● **Records to process**
________________________________________

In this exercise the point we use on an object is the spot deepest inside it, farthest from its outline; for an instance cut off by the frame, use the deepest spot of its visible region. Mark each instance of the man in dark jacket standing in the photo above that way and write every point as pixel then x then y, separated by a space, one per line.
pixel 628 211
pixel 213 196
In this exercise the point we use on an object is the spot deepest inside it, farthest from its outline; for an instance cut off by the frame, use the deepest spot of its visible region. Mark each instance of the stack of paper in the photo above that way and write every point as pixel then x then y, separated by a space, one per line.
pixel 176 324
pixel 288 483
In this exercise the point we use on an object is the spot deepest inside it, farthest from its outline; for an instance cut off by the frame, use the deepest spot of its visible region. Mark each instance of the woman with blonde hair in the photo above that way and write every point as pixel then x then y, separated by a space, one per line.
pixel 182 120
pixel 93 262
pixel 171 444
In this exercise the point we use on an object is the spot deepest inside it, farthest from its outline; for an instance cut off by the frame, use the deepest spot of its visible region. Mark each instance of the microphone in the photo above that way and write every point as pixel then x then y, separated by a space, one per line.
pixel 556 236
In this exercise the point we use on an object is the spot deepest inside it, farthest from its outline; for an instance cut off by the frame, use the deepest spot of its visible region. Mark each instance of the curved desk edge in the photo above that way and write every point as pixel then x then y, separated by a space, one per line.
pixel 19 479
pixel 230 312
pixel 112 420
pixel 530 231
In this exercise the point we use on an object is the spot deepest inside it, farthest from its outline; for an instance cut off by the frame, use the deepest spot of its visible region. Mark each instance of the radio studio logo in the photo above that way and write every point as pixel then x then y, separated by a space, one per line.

________________________________________

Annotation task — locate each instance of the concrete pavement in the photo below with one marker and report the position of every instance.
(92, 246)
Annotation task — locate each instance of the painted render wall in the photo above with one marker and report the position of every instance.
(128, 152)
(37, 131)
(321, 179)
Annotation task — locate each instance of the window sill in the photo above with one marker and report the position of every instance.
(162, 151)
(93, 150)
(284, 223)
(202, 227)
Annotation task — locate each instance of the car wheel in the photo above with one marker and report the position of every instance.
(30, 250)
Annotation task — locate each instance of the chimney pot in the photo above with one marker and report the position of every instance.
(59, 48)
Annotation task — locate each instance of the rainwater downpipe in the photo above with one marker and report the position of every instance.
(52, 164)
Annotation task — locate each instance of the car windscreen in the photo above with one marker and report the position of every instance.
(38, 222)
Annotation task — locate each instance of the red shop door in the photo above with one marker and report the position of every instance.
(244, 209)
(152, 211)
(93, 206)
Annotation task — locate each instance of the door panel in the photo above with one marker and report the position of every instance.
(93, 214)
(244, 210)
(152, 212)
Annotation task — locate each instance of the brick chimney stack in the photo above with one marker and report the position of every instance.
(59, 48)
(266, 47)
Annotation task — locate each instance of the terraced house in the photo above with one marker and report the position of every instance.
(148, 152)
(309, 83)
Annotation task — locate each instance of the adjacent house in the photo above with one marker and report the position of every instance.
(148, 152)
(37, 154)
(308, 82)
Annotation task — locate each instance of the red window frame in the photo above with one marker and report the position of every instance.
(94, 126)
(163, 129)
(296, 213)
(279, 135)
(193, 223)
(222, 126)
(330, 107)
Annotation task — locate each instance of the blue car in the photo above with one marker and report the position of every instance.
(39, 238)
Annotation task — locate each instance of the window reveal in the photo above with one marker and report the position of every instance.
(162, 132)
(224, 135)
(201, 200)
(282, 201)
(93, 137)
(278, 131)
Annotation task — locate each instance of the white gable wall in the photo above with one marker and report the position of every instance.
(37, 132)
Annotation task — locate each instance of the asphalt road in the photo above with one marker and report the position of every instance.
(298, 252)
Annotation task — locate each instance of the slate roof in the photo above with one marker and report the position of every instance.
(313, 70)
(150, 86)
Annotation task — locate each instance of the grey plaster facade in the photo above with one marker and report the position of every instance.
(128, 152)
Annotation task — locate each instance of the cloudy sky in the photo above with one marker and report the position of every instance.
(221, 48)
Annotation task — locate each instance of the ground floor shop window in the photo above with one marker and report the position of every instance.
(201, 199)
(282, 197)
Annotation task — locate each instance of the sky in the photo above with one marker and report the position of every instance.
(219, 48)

________________________________________

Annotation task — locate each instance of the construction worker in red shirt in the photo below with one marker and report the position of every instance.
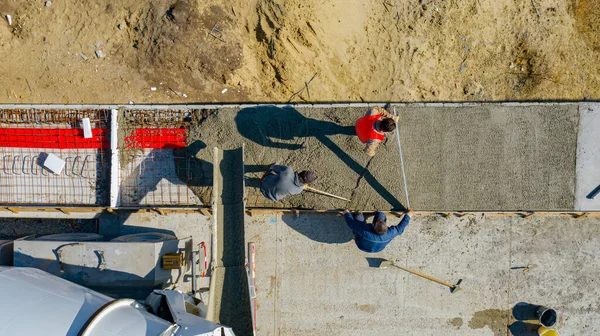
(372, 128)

________________________________________

● **Work instructions**
Transcribe the lines above between the line holding "of the stack" and the line holding "of the radio", inclusive, exactly as they stand and with nothing added.

● **Response to the exercise**
In this exercise the point we use on an object is the spot deepest inside it, farthest from its outline; for an instance cut off by the frame, use the deepest spot of its visible region. Mark each instance of the stack of paper in the photo above that way and write every point as pixel then x then y, separated by a space, one per line.
pixel 176 324
pixel 288 483
In this exercise the point we use on an object is the spot deepest inside it, farthest from its outline; for an instance cut off by the frame, use the deepest spot of its visible region. Mark each instance of the woman with blonde hair in the photo above that way and write every point as pixel then x then y, separated by a space, one per line.
pixel 182 120
pixel 93 262
pixel 171 444
In this exercise the point we use on an object is the spot deepest inside it, farthest from its outline; for an instance cut off by the frame, use the deepest spot of its visible region. Mark each instance of the microphone in the photo above that way and write every point as pixel then x then y, separated by a space, one per line.
pixel 556 236
In this exercise the point we use on an object is the spot deepest inside it, farthest from its outline; for an instance cut off by the frame, use the deepest spot of its visible region. Mark each instance of the curved desk edge in the photo above that way and write every point as pixel then x then y, separated by a space, one per line.
pixel 19 479
pixel 230 312
pixel 112 420
pixel 530 231
In this exercise the point we use on an object is the spot deepest inside it, farthest from its outline; for an instance cut off by the frame, use the deepest spot of its visible region. Mark each instance of the radio studio logo in the photo above that way and write every point as pixel then x then y, separated by a space, one per line.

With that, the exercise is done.